Exercise set:
#1 From the passage on Indian Ocean warming and the El Niño to La Niña transition, list every parenthetical source citation, written as it appears in the passage.
#2 Using the passage on Indian Ocean warming and the El Niño to La Niña transition, answer these questions:
(a) How many of the 18 CMIP3 models simulate negative Niño-3.4 differences?
(b) What is the correlation coefficient between the strength of the IO feedback and the degree of the IO warming?
(c) For the conditional composites, what range of Niño-3.4 SST is used to select El Niño events?
#3 Extend the passage on Indian Ocean warming and the El Niño to La Niña transition, picking up right after its last sentence.

Article:
# # # # #
To measure degree of the fast transition, Fig. 2 shows the difference in Niño-3.4 SST one year after the El Niño mature phase (DJF) between the IO warming and El Niño only cases. To consider the different ENSO magnitudes among climate models, this difference is normalized by the standard deviation of Niño-3.4 SST in each model. Significant negative differences in Niño-3.4 SST are noted in both the observation and MME, indicating that the IO warming case is more likely to develop the La Niña phase one year after the El Niño mature phase. It is interesting that the MME seems to underestimate the IO feedback compared to the observed. While the observation shows about one standard deviation difference, the MME shows only a 0.56 standard deviation difference. In fact, the differences in most of the models are smaller than that in the observation. This indicates that the climate models simulate the IO feedback reasonably well, but they are still underestimating the strength of the IO feedback.
Another interesting point is that there is great diversity in the simulation of IO feedback among the CMIP3 climate models. Negative Niño-3.4 differences are simulated by 16 of the 18 models, implying robustness of the observed IO feedback. However, the differences vary from −1.05 to 0.06 standard deviations. In particular, the last four models exhibit distinctively weak negative or even positive differences, indicating weak IO feedback. As well as the strength of the IO feedback, climate models simulate quite different IO responses (Fig. 2b). The degree of the IO warming is spread between 0.2 to 0.8 K, though they are from the composites when the IO warming is greater than one standard deviation. At glance, the strength of the IO feedback is related to the degree of the IO warming. The correlation coefficient between them is 0.53, indicating that strong IO SST response lead to strong IO feedback. However, it is also found that some models have quite weak IO feedback in spite of a sizeable IO warming. In the next section we will discuss what control the strength of the IO feedback in climate models.
From Figs. 1 and 2, it is evident that there are distinctive differences in the phase transition between the two groups. However, the El Niño magnitude of the IO warming group tends to be greater than that of the El Niño only group. This is because strong El Niño events tend to accompany IO warming (Sooraj et al. 2009). Therefore, one may argue that the differences in phase transition are due to the different El Niño magnitudes, not IO warming. In fact, a strong El Niño tends to undergo a faster transition to La Niña than a moderate El Niño (An et al. 2005) due to strong zonal contrast in the equatorial thermocline, which leads to a strong discharge to off-equatorial regions (Jin 1997a,b). Therefore, we need to clarify whether the faster transition of ENSO in the IO warming group is due to IO warming or to strong El Niño magnitude.
To control for the dependence on El Niño magnitude, we conduct a conditional composite analysis by excluding strong El Niño events. For the conditional composites, we select El Niño events only when the Niño-3.4 SST is between one and two standard deviations. Therefore, as shown in Fig. 3, the magnitude of Niño-3.4 becomes almost similar between the two groups during the mature phase, though a few models still exhibit a higher Niño-3.4 SST in the case of IO warming. Though the difference in the evolution of Niño-3.4 SST is slightly reduced, the climate model still simulates a faster transition from El Niño to La Niña for the IO warming case compared to the El Niño only case, supporting the fact that IO warming is a critical component in the fast phase transition of ENSO.
# # # # #
Data entries:

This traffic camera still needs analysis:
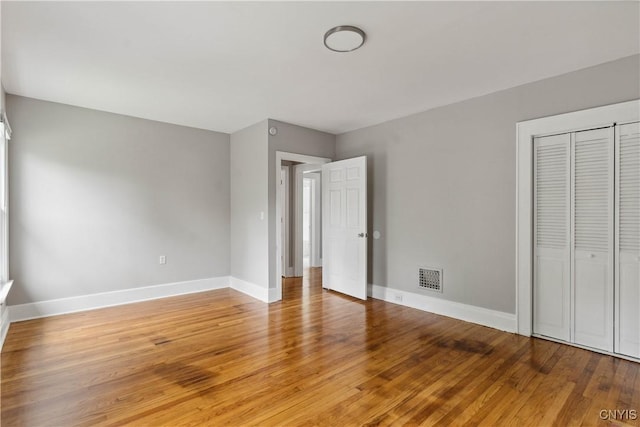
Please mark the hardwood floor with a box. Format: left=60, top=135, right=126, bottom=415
left=1, top=269, right=640, bottom=427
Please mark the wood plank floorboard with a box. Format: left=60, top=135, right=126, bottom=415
left=0, top=268, right=640, bottom=427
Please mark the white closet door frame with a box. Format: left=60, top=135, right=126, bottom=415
left=516, top=100, right=640, bottom=336
left=614, top=123, right=640, bottom=358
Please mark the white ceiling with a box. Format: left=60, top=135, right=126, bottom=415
left=2, top=1, right=640, bottom=133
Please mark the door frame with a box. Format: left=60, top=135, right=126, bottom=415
left=293, top=163, right=322, bottom=277
left=273, top=151, right=332, bottom=301
left=516, top=99, right=640, bottom=336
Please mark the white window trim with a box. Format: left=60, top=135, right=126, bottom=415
left=516, top=100, right=640, bottom=336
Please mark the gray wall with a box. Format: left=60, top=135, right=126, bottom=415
left=336, top=55, right=640, bottom=313
left=268, top=119, right=336, bottom=288
left=231, top=120, right=269, bottom=288
left=7, top=95, right=229, bottom=304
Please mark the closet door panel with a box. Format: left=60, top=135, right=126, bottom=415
left=572, top=128, right=614, bottom=351
left=615, top=123, right=640, bottom=358
left=533, top=134, right=571, bottom=341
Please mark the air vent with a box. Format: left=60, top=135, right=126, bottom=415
left=418, top=268, right=442, bottom=292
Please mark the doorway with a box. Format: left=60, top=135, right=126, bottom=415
left=276, top=152, right=331, bottom=299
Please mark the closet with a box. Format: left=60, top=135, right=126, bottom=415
left=532, top=122, right=640, bottom=358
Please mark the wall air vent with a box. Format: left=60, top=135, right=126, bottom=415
left=418, top=268, right=442, bottom=292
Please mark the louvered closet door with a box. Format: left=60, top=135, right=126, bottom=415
left=572, top=127, right=614, bottom=351
left=533, top=134, right=571, bottom=341
left=615, top=123, right=640, bottom=358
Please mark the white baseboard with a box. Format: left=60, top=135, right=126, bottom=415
left=369, top=285, right=517, bottom=332
left=269, top=288, right=282, bottom=304
left=0, top=305, right=11, bottom=351
left=230, top=276, right=270, bottom=303
left=8, top=276, right=229, bottom=322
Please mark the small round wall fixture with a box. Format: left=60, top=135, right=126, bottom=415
left=324, top=25, right=366, bottom=52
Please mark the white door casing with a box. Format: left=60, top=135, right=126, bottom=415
left=615, top=122, right=640, bottom=358
left=322, top=156, right=368, bottom=300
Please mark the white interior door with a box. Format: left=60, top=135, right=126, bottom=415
left=533, top=134, right=571, bottom=341
left=615, top=123, right=640, bottom=358
left=322, top=156, right=368, bottom=300
left=571, top=127, right=614, bottom=351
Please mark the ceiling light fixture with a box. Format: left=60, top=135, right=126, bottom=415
left=324, top=25, right=366, bottom=52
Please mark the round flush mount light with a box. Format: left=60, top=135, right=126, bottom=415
left=324, top=25, right=366, bottom=52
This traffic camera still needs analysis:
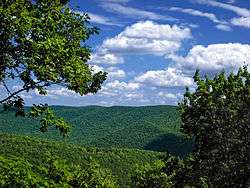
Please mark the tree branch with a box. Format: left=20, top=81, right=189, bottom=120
left=0, top=81, right=43, bottom=104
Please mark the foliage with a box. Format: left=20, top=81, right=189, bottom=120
left=0, top=0, right=106, bottom=135
left=132, top=160, right=172, bottom=188
left=0, top=155, right=116, bottom=188
left=133, top=67, right=250, bottom=188
left=0, top=106, right=193, bottom=157
left=179, top=67, right=250, bottom=187
left=0, top=134, right=162, bottom=187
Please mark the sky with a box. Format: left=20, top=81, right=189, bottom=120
left=1, top=0, right=250, bottom=106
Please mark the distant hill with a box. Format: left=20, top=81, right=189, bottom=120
left=0, top=134, right=163, bottom=187
left=0, top=106, right=192, bottom=156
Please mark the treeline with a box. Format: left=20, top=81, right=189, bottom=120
left=0, top=106, right=192, bottom=157
left=0, top=134, right=164, bottom=187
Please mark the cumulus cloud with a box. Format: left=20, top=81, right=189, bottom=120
left=169, top=7, right=231, bottom=31
left=102, top=3, right=176, bottom=20
left=91, top=65, right=126, bottom=79
left=158, top=91, right=177, bottom=99
left=135, top=68, right=193, bottom=87
left=215, top=24, right=232, bottom=31
left=106, top=67, right=126, bottom=79
left=73, top=10, right=123, bottom=27
left=172, top=43, right=250, bottom=73
left=169, top=7, right=225, bottom=23
left=102, top=21, right=192, bottom=55
left=197, top=0, right=250, bottom=28
left=89, top=52, right=124, bottom=65
left=231, top=16, right=250, bottom=28
left=104, top=80, right=140, bottom=91
left=87, top=12, right=123, bottom=27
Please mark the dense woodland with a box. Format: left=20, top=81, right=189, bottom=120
left=0, top=106, right=192, bottom=157
left=0, top=0, right=250, bottom=188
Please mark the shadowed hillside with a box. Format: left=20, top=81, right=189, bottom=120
left=0, top=106, right=191, bottom=156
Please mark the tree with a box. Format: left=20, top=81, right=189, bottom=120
left=133, top=67, right=250, bottom=188
left=179, top=67, right=250, bottom=187
left=0, top=0, right=106, bottom=135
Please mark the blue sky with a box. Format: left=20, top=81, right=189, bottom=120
left=2, top=0, right=250, bottom=106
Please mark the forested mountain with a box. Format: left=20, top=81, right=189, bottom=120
left=0, top=106, right=192, bottom=156
left=0, top=134, right=163, bottom=187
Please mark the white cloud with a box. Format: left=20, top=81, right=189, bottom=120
left=169, top=7, right=225, bottom=23
left=48, top=87, right=80, bottom=97
left=91, top=65, right=126, bottom=79
left=125, top=93, right=144, bottom=99
left=91, top=65, right=104, bottom=74
left=101, top=21, right=192, bottom=55
left=158, top=91, right=177, bottom=99
left=102, top=3, right=176, bottom=20
left=172, top=43, right=250, bottom=74
left=231, top=16, right=250, bottom=28
left=197, top=0, right=250, bottom=28
left=197, top=0, right=250, bottom=17
left=89, top=53, right=124, bottom=65
left=104, top=80, right=140, bottom=90
left=106, top=67, right=126, bottom=79
left=87, top=12, right=123, bottom=27
left=169, top=7, right=231, bottom=31
left=73, top=10, right=123, bottom=27
left=135, top=68, right=193, bottom=87
left=215, top=24, right=232, bottom=31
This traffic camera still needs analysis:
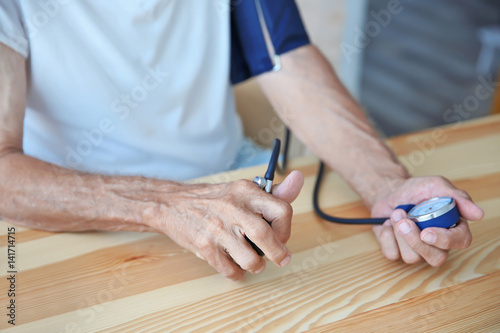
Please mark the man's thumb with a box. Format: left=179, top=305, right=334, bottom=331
left=272, top=170, right=304, bottom=203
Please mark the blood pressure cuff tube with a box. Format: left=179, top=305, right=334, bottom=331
left=231, top=0, right=309, bottom=84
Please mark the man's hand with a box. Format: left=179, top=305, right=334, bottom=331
left=372, top=177, right=484, bottom=267
left=145, top=171, right=304, bottom=280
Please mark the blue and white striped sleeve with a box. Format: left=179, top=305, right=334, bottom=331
left=231, top=0, right=310, bottom=84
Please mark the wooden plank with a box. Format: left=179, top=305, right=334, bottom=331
left=309, top=272, right=500, bottom=333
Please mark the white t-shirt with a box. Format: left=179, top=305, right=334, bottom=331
left=0, top=0, right=243, bottom=180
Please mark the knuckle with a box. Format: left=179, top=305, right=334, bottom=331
left=219, top=265, right=241, bottom=280
left=441, top=237, right=452, bottom=249
left=232, top=179, right=256, bottom=192
left=427, top=251, right=448, bottom=267
left=240, top=251, right=262, bottom=272
left=459, top=234, right=472, bottom=249
left=194, top=235, right=215, bottom=254
left=382, top=247, right=400, bottom=261
left=403, top=253, right=422, bottom=265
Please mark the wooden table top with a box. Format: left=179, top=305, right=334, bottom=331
left=0, top=115, right=500, bottom=332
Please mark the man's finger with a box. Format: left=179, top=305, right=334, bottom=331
left=391, top=209, right=448, bottom=267
left=202, top=248, right=245, bottom=281
left=420, top=219, right=472, bottom=250
left=373, top=220, right=401, bottom=260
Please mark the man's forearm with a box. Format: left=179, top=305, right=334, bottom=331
left=258, top=46, right=408, bottom=207
left=0, top=152, right=169, bottom=231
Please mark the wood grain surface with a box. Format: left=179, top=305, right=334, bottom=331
left=0, top=115, right=500, bottom=332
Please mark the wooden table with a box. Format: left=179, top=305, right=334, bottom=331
left=0, top=116, right=500, bottom=332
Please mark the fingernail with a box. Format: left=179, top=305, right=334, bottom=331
left=398, top=222, right=411, bottom=235
left=280, top=255, right=292, bottom=267
left=392, top=210, right=403, bottom=222
left=422, top=232, right=436, bottom=244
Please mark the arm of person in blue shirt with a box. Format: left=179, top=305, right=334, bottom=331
left=257, top=45, right=483, bottom=266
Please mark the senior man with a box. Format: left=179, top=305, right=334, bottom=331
left=0, top=0, right=483, bottom=279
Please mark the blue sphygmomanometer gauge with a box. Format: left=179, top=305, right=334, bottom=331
left=408, top=197, right=460, bottom=229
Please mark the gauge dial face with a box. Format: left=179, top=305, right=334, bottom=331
left=408, top=197, right=455, bottom=221
left=410, top=197, right=453, bottom=216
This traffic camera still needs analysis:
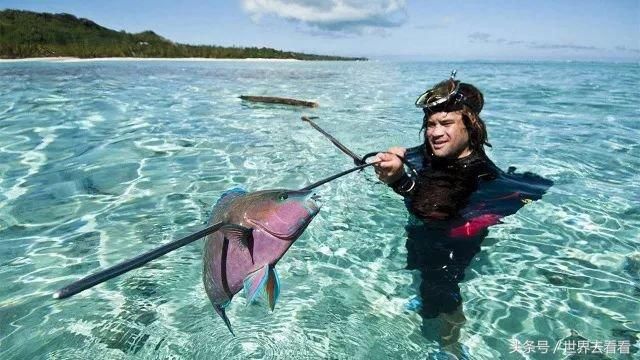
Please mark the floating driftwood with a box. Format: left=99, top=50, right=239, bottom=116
left=240, top=95, right=318, bottom=107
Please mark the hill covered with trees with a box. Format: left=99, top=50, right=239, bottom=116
left=0, top=10, right=366, bottom=60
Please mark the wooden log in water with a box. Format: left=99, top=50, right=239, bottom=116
left=240, top=95, right=318, bottom=107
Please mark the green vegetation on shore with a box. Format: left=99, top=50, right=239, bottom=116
left=0, top=10, right=366, bottom=60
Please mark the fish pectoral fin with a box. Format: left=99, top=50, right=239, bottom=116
left=213, top=304, right=236, bottom=336
left=221, top=224, right=253, bottom=263
left=264, top=266, right=280, bottom=311
left=243, top=264, right=269, bottom=305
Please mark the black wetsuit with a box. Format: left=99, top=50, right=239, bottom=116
left=391, top=145, right=550, bottom=318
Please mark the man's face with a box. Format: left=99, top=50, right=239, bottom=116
left=426, top=111, right=471, bottom=159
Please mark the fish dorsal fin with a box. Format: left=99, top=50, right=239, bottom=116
left=220, top=224, right=253, bottom=263
left=244, top=264, right=280, bottom=311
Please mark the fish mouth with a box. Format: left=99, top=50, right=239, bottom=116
left=249, top=193, right=320, bottom=240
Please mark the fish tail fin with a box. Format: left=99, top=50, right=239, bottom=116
left=213, top=305, right=236, bottom=336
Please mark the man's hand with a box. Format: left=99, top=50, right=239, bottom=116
left=374, top=147, right=407, bottom=185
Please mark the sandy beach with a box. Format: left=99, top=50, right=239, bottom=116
left=0, top=56, right=302, bottom=62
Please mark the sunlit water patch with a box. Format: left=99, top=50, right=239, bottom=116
left=0, top=61, right=640, bottom=359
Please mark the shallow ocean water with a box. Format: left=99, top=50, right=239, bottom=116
left=0, top=61, right=640, bottom=359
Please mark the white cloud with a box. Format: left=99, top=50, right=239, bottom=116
left=242, top=0, right=407, bottom=33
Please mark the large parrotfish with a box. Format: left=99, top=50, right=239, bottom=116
left=202, top=189, right=319, bottom=334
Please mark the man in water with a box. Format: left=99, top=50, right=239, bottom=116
left=376, top=72, right=550, bottom=345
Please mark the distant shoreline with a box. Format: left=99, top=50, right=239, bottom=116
left=0, top=56, right=308, bottom=63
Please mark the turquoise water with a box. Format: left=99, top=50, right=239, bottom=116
left=0, top=61, right=640, bottom=359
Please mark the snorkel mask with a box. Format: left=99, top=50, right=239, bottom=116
left=416, top=70, right=484, bottom=114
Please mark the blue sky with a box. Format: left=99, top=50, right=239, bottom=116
left=0, top=0, right=640, bottom=61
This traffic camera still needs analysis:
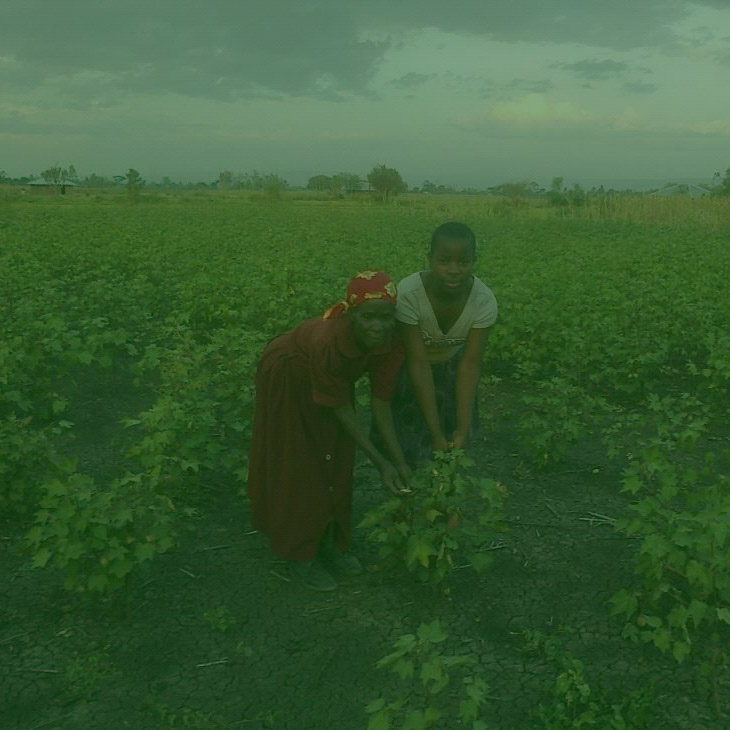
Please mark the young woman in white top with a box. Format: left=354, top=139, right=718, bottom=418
left=391, top=222, right=497, bottom=466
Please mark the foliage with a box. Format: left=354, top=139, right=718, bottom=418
left=365, top=619, right=487, bottom=730
left=360, top=449, right=506, bottom=584
left=124, top=167, right=145, bottom=201
left=525, top=631, right=654, bottom=730
left=203, top=606, right=236, bottom=633
left=26, top=473, right=176, bottom=594
left=611, top=438, right=730, bottom=716
left=368, top=165, right=407, bottom=203
left=365, top=619, right=654, bottom=730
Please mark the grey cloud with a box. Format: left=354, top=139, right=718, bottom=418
left=622, top=81, right=657, bottom=94
left=0, top=0, right=704, bottom=100
left=555, top=59, right=628, bottom=81
left=506, top=79, right=553, bottom=94
left=390, top=71, right=435, bottom=89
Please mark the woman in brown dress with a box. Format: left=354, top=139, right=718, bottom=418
left=248, top=271, right=410, bottom=590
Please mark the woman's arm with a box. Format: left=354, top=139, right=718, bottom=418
left=398, top=322, right=448, bottom=451
left=453, top=327, right=489, bottom=449
left=332, top=403, right=405, bottom=494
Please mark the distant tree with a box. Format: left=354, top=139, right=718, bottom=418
left=567, top=183, right=586, bottom=205
left=335, top=172, right=363, bottom=193
left=41, top=163, right=66, bottom=185
left=713, top=167, right=730, bottom=195
left=550, top=177, right=563, bottom=193
left=368, top=165, right=407, bottom=203
left=307, top=175, right=332, bottom=193
left=218, top=170, right=233, bottom=190
left=84, top=172, right=114, bottom=188
left=547, top=177, right=569, bottom=208
left=261, top=173, right=289, bottom=200
left=125, top=167, right=145, bottom=201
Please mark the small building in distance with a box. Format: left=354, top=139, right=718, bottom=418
left=27, top=177, right=79, bottom=195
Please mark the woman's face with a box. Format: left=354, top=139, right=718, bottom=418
left=349, top=299, right=395, bottom=350
left=428, top=238, right=475, bottom=298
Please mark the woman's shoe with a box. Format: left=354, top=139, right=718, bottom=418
left=289, top=558, right=337, bottom=591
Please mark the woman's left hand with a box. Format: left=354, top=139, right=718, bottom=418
left=396, top=462, right=413, bottom=492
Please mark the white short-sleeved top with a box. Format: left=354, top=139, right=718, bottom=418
left=395, top=272, right=497, bottom=363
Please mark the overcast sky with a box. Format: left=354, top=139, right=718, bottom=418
left=0, top=0, right=730, bottom=186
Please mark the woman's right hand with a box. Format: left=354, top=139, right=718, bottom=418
left=380, top=461, right=409, bottom=494
left=431, top=434, right=451, bottom=451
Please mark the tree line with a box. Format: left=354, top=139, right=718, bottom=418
left=0, top=163, right=730, bottom=199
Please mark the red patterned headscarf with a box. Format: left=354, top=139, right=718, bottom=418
left=323, top=271, right=398, bottom=319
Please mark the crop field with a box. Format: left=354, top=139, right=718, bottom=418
left=0, top=195, right=730, bottom=730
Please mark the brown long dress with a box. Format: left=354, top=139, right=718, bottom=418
left=248, top=316, right=403, bottom=561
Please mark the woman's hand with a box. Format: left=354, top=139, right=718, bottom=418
left=380, top=461, right=409, bottom=494
left=431, top=434, right=451, bottom=451
left=450, top=431, right=467, bottom=449
left=396, top=461, right=413, bottom=492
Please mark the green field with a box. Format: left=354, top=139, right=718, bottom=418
left=0, top=195, right=730, bottom=730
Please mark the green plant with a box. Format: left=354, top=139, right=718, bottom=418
left=203, top=606, right=236, bottom=633
left=365, top=619, right=487, bottom=730
left=152, top=703, right=229, bottom=730
left=359, top=450, right=506, bottom=584
left=65, top=647, right=119, bottom=699
left=525, top=631, right=653, bottom=730
left=25, top=473, right=176, bottom=594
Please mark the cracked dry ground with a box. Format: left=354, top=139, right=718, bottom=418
left=0, top=372, right=728, bottom=730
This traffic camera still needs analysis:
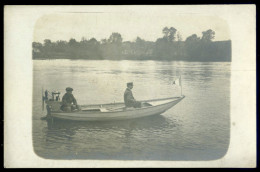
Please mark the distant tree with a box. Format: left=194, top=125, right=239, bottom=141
left=88, top=38, right=99, bottom=45
left=101, top=39, right=108, bottom=44
left=69, top=38, right=77, bottom=46
left=162, top=27, right=177, bottom=42
left=201, top=29, right=215, bottom=42
left=44, top=39, right=52, bottom=47
left=108, top=32, right=123, bottom=44
left=80, top=36, right=87, bottom=42
left=186, top=34, right=200, bottom=42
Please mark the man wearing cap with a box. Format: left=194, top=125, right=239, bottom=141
left=61, top=87, right=79, bottom=112
left=124, top=82, right=141, bottom=108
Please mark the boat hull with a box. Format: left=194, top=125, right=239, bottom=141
left=47, top=96, right=185, bottom=121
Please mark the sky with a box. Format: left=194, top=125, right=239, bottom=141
left=34, top=11, right=230, bottom=43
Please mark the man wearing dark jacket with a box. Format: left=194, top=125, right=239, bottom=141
left=124, top=82, right=141, bottom=108
left=61, top=87, right=79, bottom=112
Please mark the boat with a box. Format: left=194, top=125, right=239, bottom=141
left=42, top=90, right=185, bottom=121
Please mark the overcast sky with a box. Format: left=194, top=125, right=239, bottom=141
left=34, top=11, right=230, bottom=42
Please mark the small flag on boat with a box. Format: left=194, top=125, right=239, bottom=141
left=172, top=78, right=181, bottom=86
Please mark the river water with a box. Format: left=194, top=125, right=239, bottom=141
# # # # #
Written responses:
#1
Sooraj et al. 2009
An et al. 2005
Jin 1997a,b

#2
(a) 16
(b) 0.53
(c) Between one and two standard deviations

#3
How does IO warming lead to the fast transition of ENSO? As mentioned in the introduction, Kug and Kang (2006) hypothesized a possible dynamic process using the observational data. In this section, we will re-examine this dynamic process using the multimodel dataset. We perform a composite analyses of atmospheric and oceanic variables for both cases from the September–November (SON) [i.e., SON(0)] season before the El Niño peak season to the December–February [i.e., D(1)JF(2)] season the following year. Based on the composites from each model, we calculate multimodel ensemble results by simply averaging the composites.
Figure 4 shows SST composites for both cases. During the boreal autumn season, a positive SST develops over the equatorial Pacific in both cases. These positive SST anomalies extend too far to the western Pacific, which is a common problem with the state-of-art coupled GCMs (Wittenberg et al. 2006). As expected from Fig. 1, these SST anomalies are greater in the IO warming case. The positive SST anomalies over the western IO and negative SST anomalies over the eastern IO during SON(0) season are distinctive in the IO warming case, showing a dipole pattern (Saji et al. 1999). This dipole pattern evolves to the basinwide warming during boreal winter (Kug and Kang 2006; Izumo et al. 2010). It is interesting that the positive SST anomalies over the western IO are more distinctive than the negative anomalies over the eastern IO during boreal autumn, which is consistent with the observed one (Kug and Kang 2006), while the magnitude of SST anomalies over the eastern IO is usually greater than that over the western IO in the conventional IO dipole events (Saji et al. 1999). Some models exhibit the dipole pattern, but the others show only western IO warming, such that MME shows the stronger signal over the western Indian Ocean. This implies that western IO warming is more critical to basinwide warming in the following season and to the fast transition of ENSO.
The basinwide warming signal over the IO persists up to the following June–August [(JJA); JJA(1)] season in the case of IO warming when the eastern Pacific warming has mostly terminated. The persistent IO warming plays a role in altering atmospheric circulation as the so-called, “capacitor effect” (Yang et al. 2007; Li et al. 2007; Wu et al. 2009; Xie et al. 2009; Wu et al. 2010). During the JJA(1) season when the equatorial Pacific SST anomalies are nearly zero and negative SST anomalies occur in the case of the IO warming (Fig. 4g), there are still positive SST anomalies over the central Pacific for El Niño only (Fig. 4h). Once the negative SST anomalies are established over the eastern Pacific, they further develop into La Niña events until the following winter via strong Bjerknes feedback (Fig. 4k).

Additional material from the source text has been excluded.